### Action item
When a line of the records contains "wedding", copy it.

────────────────────

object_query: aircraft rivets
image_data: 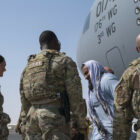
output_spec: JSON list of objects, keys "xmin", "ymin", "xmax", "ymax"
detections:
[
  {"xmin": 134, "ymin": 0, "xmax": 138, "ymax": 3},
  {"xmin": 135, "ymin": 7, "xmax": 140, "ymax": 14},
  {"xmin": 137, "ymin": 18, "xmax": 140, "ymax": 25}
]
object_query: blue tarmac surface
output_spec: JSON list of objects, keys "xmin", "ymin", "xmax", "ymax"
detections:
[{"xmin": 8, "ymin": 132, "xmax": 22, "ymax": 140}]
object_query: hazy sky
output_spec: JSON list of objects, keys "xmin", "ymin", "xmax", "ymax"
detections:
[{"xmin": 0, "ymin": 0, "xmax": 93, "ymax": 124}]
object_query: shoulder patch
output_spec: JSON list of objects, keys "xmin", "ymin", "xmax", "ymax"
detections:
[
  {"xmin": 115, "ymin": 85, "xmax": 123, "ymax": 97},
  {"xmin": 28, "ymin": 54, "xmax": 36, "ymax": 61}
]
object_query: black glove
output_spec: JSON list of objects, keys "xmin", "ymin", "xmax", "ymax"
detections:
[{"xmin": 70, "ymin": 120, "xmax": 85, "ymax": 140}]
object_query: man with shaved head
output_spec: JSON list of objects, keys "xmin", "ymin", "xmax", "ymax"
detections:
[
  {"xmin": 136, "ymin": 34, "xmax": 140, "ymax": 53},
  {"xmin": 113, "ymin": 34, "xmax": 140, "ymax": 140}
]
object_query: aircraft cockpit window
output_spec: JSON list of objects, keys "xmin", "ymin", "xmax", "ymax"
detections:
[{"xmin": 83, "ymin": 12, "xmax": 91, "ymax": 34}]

────────────────────

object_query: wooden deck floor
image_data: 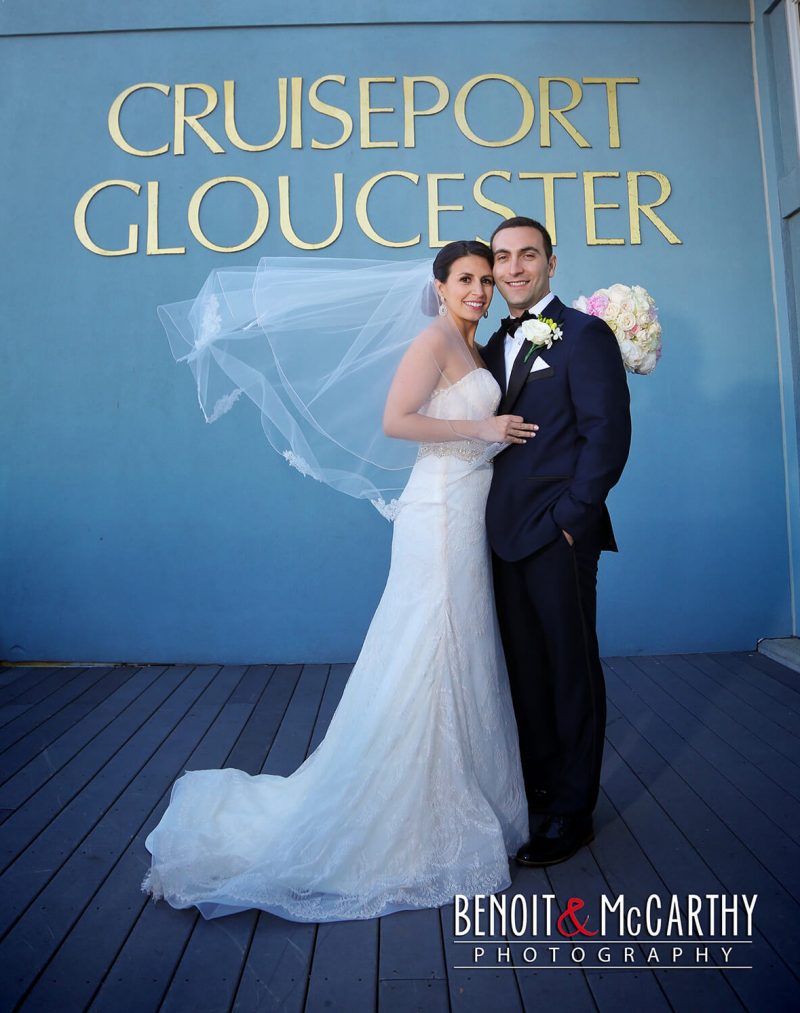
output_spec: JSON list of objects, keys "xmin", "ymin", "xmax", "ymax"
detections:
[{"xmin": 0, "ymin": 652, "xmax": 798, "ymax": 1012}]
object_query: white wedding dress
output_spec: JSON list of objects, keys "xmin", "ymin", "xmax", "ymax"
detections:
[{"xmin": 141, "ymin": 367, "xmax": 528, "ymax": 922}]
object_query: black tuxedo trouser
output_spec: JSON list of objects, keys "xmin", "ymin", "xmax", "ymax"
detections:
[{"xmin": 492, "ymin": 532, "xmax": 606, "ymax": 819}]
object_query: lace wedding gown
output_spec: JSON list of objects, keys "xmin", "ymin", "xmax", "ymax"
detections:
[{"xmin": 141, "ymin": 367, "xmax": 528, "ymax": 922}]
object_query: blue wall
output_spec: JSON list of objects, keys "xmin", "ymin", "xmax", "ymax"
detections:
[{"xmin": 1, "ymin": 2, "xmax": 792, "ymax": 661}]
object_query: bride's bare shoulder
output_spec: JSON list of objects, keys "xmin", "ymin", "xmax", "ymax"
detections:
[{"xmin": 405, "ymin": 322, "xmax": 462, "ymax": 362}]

────────────────────

### Finished task
object_query: white wedding dress
object_query: lace wedding gown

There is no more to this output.